Top of EXERCISE MATERIALS

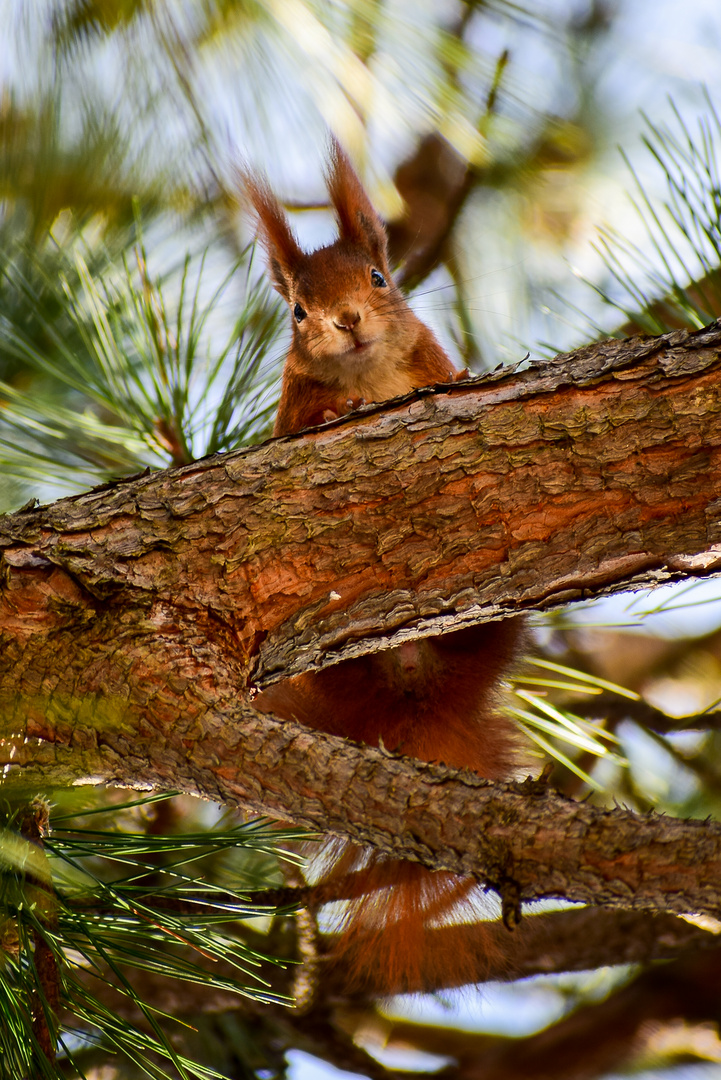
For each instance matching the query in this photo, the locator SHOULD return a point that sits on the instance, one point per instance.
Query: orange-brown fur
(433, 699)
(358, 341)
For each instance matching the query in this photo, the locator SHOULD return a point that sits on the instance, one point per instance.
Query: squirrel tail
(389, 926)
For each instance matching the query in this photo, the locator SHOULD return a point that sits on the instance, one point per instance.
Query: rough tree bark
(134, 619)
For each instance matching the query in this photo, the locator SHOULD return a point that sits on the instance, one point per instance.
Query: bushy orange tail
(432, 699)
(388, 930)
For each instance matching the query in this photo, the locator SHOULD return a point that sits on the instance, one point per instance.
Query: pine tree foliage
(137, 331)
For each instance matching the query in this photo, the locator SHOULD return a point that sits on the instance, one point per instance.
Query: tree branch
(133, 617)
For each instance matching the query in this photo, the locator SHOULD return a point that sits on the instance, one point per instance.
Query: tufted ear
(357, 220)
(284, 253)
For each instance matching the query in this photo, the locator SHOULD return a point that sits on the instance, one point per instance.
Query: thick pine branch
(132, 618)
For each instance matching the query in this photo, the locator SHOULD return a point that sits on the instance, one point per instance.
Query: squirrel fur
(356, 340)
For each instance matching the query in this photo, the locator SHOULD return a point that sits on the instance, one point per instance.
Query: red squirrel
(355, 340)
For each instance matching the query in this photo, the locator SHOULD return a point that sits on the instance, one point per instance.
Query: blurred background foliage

Bottom of EXERCISE MATERIALS

_PROMPT:_ Copy out the data verbatim, excluding the pictures.

_OUTPUT:_
For each instance matching the query in this photo, the locator SHOULD return a point that sits on the instance, one point per instance.
Query: orange-brown fur
(433, 699)
(358, 341)
For each instance matching the query in this photo, the locator SHOULD return a point that sits on the instance, one point per instance.
Query: squirrel tail
(389, 926)
For each instance matching the query in this photo, the locator SHOULD return a point that sits on the instance, one point per instance.
Query: rough tree bark
(134, 619)
For each instance matching the query in this photo, the locator SHOULD return a point that sits on the instance, one point per instance.
Query: bushy orange tail
(432, 699)
(388, 930)
For each instance matching the query in this photo, the locator SHOULD return a point that sits on the instance, one point per instance.
Query: pine tree foliage
(137, 331)
For each instance matching the query in this photo, the locator SHOULD return a point that sits on the instance, one point per instance.
Query: tree branch
(133, 617)
For each instance matching the query in this photo, the locator SHOULD return a point that sits on the instance, one point per instance.
Query: tufted ear
(357, 220)
(284, 253)
For each instance matching the query in this photo, the locator SHOULD return a point that sits on the instance, one point per instance.
Query: thick pine branch
(132, 618)
For each instance matching the query in this photo, the locator SHOULD return a point that sits on the instance, one point per instance.
Query: squirrel fur
(356, 340)
For each instance matching the query in this photo, the locator SHOULD return a point that sits on the instance, one point per instance.
Query: red squirrel
(355, 340)
For each instance matching the query in this photo, the locator SHOULD return a point that sits on the instance, one point per instance.
Query: blurred background foliage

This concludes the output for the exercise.